### What to do
Set down a precise copy of the whole listing.

------------------------------------------------------------

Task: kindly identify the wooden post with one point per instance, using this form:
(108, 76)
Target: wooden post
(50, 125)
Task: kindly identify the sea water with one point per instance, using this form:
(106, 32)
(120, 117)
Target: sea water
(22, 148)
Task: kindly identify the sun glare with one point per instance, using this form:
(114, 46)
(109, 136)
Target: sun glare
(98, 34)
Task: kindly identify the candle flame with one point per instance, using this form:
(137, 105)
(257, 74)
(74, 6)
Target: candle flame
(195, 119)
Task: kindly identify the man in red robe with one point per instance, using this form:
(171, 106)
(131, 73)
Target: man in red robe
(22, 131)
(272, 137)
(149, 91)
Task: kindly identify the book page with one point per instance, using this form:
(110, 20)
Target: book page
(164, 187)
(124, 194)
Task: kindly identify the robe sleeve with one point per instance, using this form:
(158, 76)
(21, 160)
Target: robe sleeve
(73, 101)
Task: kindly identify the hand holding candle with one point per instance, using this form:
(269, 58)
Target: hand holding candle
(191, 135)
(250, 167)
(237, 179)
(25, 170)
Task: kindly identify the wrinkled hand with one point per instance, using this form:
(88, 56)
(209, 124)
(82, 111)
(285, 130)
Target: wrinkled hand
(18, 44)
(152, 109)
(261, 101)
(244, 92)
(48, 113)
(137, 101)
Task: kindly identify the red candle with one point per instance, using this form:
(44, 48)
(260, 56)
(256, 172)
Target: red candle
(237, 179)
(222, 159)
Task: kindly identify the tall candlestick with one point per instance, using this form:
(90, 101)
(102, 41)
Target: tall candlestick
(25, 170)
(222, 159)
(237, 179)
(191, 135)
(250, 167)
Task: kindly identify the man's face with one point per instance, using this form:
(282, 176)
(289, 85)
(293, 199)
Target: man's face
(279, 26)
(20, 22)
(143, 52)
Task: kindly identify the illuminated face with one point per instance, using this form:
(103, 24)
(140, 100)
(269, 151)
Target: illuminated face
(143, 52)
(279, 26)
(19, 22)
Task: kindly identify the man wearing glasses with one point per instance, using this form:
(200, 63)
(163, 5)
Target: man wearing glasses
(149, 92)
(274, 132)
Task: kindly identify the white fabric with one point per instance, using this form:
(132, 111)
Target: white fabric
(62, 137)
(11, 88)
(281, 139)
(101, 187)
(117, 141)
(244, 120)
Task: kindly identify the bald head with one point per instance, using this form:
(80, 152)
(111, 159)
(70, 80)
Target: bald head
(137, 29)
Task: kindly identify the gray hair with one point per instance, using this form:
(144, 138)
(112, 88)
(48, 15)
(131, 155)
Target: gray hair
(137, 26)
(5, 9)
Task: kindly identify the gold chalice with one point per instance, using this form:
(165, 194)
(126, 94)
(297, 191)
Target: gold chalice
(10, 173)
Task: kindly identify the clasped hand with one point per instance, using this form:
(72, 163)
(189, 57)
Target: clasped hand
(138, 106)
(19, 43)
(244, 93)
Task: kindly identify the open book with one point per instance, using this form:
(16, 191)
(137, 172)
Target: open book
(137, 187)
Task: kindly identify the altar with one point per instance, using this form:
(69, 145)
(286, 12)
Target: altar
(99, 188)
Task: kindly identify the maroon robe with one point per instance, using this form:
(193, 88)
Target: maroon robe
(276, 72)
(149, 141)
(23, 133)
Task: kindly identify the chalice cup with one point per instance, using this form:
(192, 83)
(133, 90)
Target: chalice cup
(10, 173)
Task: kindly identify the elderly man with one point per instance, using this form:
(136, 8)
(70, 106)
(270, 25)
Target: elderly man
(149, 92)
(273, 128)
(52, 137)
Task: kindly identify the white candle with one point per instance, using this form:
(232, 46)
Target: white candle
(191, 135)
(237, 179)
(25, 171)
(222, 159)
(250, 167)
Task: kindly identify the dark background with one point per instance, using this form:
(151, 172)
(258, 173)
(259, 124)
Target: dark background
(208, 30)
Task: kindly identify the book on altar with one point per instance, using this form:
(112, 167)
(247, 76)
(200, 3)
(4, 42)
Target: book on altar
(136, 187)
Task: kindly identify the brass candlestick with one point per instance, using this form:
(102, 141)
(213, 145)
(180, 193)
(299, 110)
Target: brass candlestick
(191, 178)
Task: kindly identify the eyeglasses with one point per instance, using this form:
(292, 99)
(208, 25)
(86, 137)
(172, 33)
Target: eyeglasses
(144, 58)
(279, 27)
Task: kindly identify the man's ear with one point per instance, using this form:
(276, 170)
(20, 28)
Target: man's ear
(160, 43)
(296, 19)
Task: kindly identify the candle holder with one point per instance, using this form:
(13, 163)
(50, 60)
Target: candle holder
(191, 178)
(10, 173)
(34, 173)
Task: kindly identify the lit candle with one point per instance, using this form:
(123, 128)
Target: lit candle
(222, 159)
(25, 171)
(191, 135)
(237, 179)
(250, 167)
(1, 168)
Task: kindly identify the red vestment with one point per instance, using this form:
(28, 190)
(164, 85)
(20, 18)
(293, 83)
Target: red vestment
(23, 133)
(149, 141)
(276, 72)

------------------------------------------------------------

### Answer for the task
Task: kindly identify the wooden post with one point per instance, using this form:
(108, 76)
Target: wooden post
(50, 125)
Task: kindly identify the sea water with one point per instance, using this form:
(106, 32)
(120, 117)
Target: sea water
(22, 148)
Task: kindly identify the sun glare with one point per instance, using this form:
(114, 46)
(109, 136)
Target: sun glare
(98, 34)
Task: kindly identify the candle flame with one point per instance, using this form:
(137, 105)
(257, 74)
(74, 6)
Target: candle flame
(195, 119)
Task: kindly identify the man in red robe with one point per instance, using this form:
(171, 106)
(131, 73)
Target: man in red robe
(22, 131)
(272, 137)
(149, 91)
Task: kindly identify the book page with one point per instance, using this form:
(110, 20)
Target: book page
(164, 187)
(124, 194)
Task: kindly identify the robe sleeve with one point per instance, using this form:
(158, 76)
(21, 160)
Target: robe sleeve
(73, 101)
Task: kindly identify the hand holding candle with one point per instance, using this form:
(269, 58)
Target: hand holding candle
(191, 135)
(250, 167)
(237, 179)
(25, 170)
Task: kindly identify the wrinkled hand with one point per instance, using this form:
(88, 56)
(209, 124)
(82, 111)
(285, 130)
Target: wrinkled hand
(18, 44)
(152, 109)
(261, 101)
(244, 92)
(48, 113)
(137, 101)
Task: kindly identify the red candle with one point per instance, using this form:
(44, 48)
(260, 56)
(256, 172)
Target: red candle
(237, 179)
(222, 159)
Task: kindly identify the tall candlestick with one point per instance, using this form:
(90, 101)
(102, 41)
Target: tall candlestick
(25, 170)
(222, 159)
(237, 179)
(191, 135)
(250, 167)
Task: kindly identify the man's face with one point per instance, using this form:
(282, 176)
(289, 85)
(293, 199)
Target: man's face
(279, 26)
(20, 22)
(143, 52)
Task: kindly identify the illuminated face with one point per instance, using this form:
(103, 24)
(140, 100)
(269, 151)
Target: illuminated face
(143, 52)
(279, 26)
(19, 22)
Task: kindly identify the man wearing glasses with one point per instance, using this form:
(200, 63)
(163, 5)
Target: man wearing glasses
(149, 92)
(274, 132)
Task: kindly identify the white fabric with one point per instance, using this form:
(132, 111)
Target: white fabric
(62, 137)
(11, 88)
(281, 139)
(101, 187)
(117, 141)
(244, 120)
Task: kindly identify the bald head with one point per instance, using this form:
(80, 152)
(111, 159)
(70, 80)
Target: bald head
(137, 29)
Task: kindly identify the gray hair with one point per instance, using this form:
(144, 138)
(112, 88)
(48, 15)
(131, 155)
Target: gray hair
(137, 26)
(5, 9)
Task: kindly identify the gold chalice with one point per instance, using this form:
(165, 194)
(126, 94)
(297, 191)
Target: gold chalice
(10, 173)
Task: kindly identify the clasped hand with one point per instance, using this form:
(72, 163)
(189, 57)
Target: clasped hand
(138, 106)
(19, 43)
(244, 93)
Task: kindly identify the open book with one point per instance, using this form:
(16, 191)
(137, 172)
Target: open book
(137, 187)
Task: kindly identify the altar with one point per instance, using this form:
(69, 145)
(286, 12)
Target: altar
(99, 188)
Task: kindly identify the maroon robe with one point per instance, using this form:
(193, 88)
Target: maroon robe
(276, 72)
(149, 141)
(23, 133)
Task: kindly identify the chalice cup with one point per instance, using this form:
(192, 83)
(133, 90)
Target: chalice cup
(10, 173)
Task: kindly identify the elderly man with one point per instance, using this form:
(136, 8)
(70, 106)
(270, 25)
Target: elderly man
(149, 92)
(273, 128)
(52, 137)
Task: kindly identify the white candle with one point per instance, using this form:
(232, 46)
Target: white candle
(191, 135)
(237, 179)
(25, 171)
(222, 159)
(250, 167)
Task: kindly identify the dark background with one point per instance, using this form:
(151, 172)
(258, 173)
(259, 124)
Target: dark background
(208, 30)
Task: kindly identify the book on altar with one point per instance, using this form:
(112, 167)
(247, 76)
(200, 3)
(4, 42)
Target: book on altar
(136, 187)
Task: kindly identify the brass candlestick with one point per instance, using this form:
(102, 141)
(213, 145)
(180, 193)
(299, 110)
Target: brass candlestick
(191, 178)
Task: kindly identify the eyeglasses with one point per instance, using this form:
(292, 99)
(208, 25)
(86, 137)
(172, 33)
Target: eyeglasses
(144, 58)
(279, 27)
Task: kindly identify the man's ear with one point per instance, using this form:
(276, 170)
(20, 28)
Target: man's ear
(160, 43)
(296, 19)
Task: kindly identify the candle holder with one point per instance, using this form:
(13, 163)
(50, 60)
Target: candle holder
(191, 178)
(10, 173)
(34, 173)
Task: kindly identify the lit candle with one point per instance, using this form:
(123, 128)
Target: lit candle
(222, 159)
(25, 171)
(191, 135)
(237, 179)
(250, 167)
(1, 168)
Task: kindly identify the red vestment with one point per instance, using this form:
(28, 190)
(164, 85)
(20, 18)
(293, 83)
Target: red vestment
(23, 133)
(149, 141)
(276, 72)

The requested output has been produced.